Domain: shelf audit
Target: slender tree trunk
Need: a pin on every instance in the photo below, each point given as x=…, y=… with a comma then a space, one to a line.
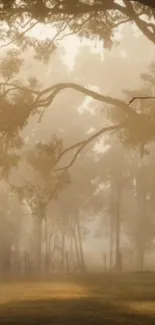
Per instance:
x=141, y=196
x=117, y=229
x=46, y=247
x=76, y=245
x=82, y=262
x=63, y=249
x=38, y=244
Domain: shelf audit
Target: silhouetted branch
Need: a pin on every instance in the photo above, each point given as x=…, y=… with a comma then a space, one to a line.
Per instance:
x=140, y=97
x=82, y=146
x=18, y=37
x=57, y=88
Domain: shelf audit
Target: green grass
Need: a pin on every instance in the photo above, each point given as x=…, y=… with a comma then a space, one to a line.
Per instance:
x=93, y=299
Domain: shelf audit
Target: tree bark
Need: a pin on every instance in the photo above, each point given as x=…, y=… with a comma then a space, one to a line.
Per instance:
x=82, y=262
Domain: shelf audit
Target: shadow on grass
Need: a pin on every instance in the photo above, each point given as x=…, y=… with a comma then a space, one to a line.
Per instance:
x=85, y=311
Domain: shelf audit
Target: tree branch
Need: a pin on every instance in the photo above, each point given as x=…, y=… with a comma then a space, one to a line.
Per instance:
x=57, y=88
x=82, y=145
x=140, y=97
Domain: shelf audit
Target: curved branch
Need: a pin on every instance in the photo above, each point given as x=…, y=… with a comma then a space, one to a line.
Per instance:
x=82, y=146
x=57, y=88
x=140, y=97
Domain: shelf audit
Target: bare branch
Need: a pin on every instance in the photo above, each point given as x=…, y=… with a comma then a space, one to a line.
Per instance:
x=140, y=97
x=18, y=37
x=82, y=146
x=57, y=88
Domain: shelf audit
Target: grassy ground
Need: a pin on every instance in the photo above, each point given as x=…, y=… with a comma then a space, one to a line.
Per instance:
x=93, y=300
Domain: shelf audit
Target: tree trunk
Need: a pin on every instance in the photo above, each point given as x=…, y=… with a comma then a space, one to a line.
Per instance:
x=82, y=262
x=38, y=245
x=117, y=229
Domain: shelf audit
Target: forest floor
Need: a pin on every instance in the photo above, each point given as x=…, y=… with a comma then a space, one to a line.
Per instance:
x=93, y=299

Assignment: Could you find every line in the records above that has the string "Target" and copy it?

Solution for this task:
Target: slender tree trunk
Target: silhouetted branch
Target: green grass
Target: tree bark
Target: shadow on grass
Target: tree branch
Target: curved branch
Target: bare branch
Target: grassy ground
Target: tree trunk
Target: forest floor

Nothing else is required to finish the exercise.